__Objectives__
a) Using the Schenker v. City of San Antonio excerpt, decide whether each statement agrees with it. For each, answer yes or no and quote the deciding words.
(i) The suit was filed in a District Court of Bexar County.
(ii) The City bought the system from the San Antonio Public Service Company in 1952.
(iii) The plaintiffs claimed to act on behalf of 161,011 consumers of gas.
b) According to the Schenker v. City of San Antonio excerpt, which rule was the suit allegedly brought under as a class action?

# Passage shown start

Schenker v. City of San Antonio

BARROW, Justice.

This suit was instituted in a District Court of Bexar County by Herbert M. Schenker, Marvin C. Beck and John J. Mullen, allegedly as a class action under Rule 42, Texas Rules of Civil Procedure, on behalf of themselves, and for and on behalf of 187,249 consumers of electricity and 161,011 consumers of gas, furnished by the gas and electricity systems owned by the City of San Antonio and operated by the Public Service Board of the City under authority of Arts. 1111-1118, Vernon’s Ann. Civ.Stats. Defendants are the City of San Antonio, a Home Rule City, the Public Service Board and the individual members thereof, and the indenture trustees under the indenture agreements by which the system was purchased by the City from the San Antonio Public Service Company in 1942, and refinanced on three subsequent occasions.

# Passage shown end
# Data section start

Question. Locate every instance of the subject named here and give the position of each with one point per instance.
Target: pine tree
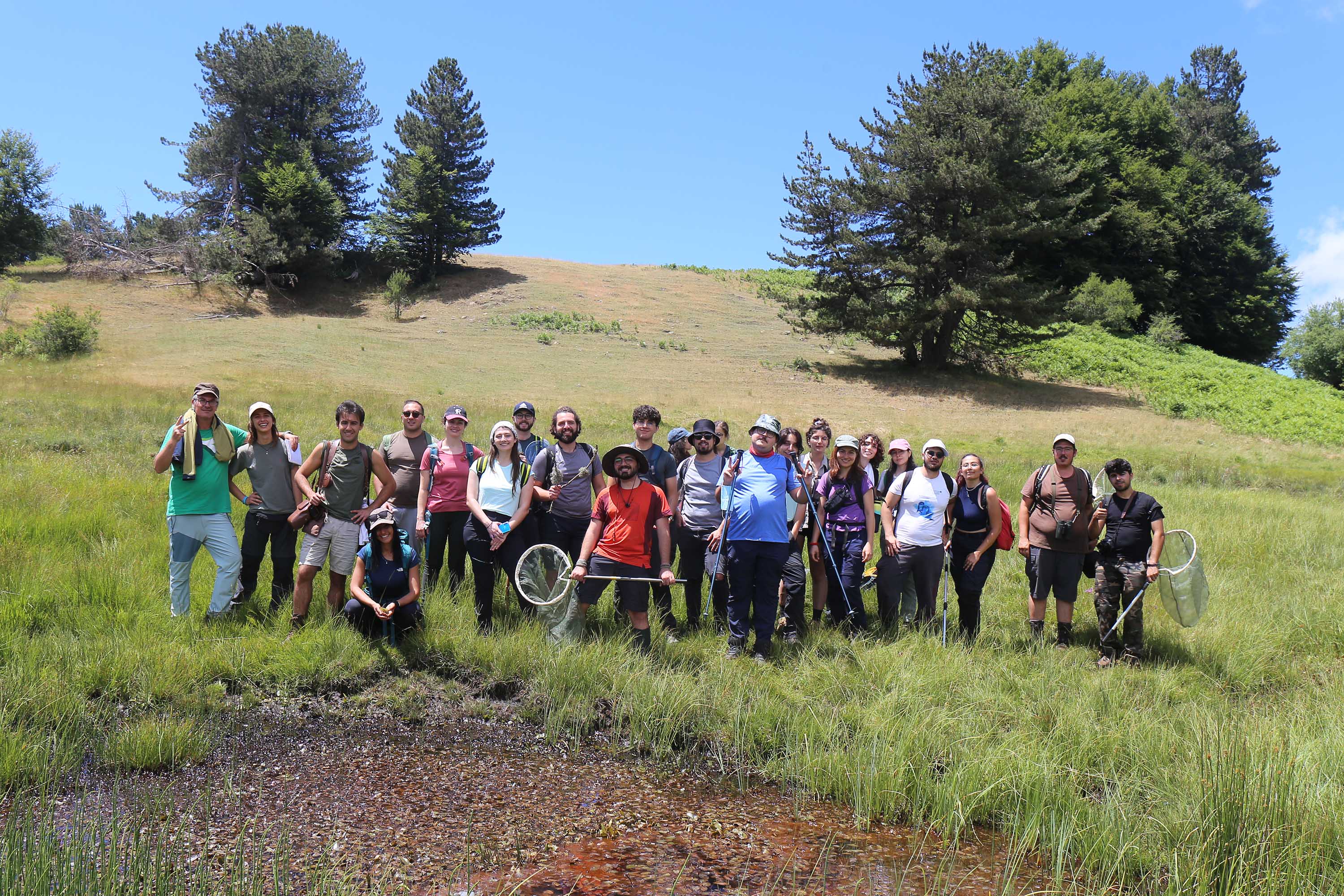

# Data section end

__Task solutions__
a)
(i) Yes: "This suit was instituted in a District Court of Bexar County"
(ii) No: "purchased by the City from the San Antonio Public Service Company in 1942"
(iii) Yes: "161,011 consumers of gas"

b) Rule 42, Texas Rules of Civil Procedure.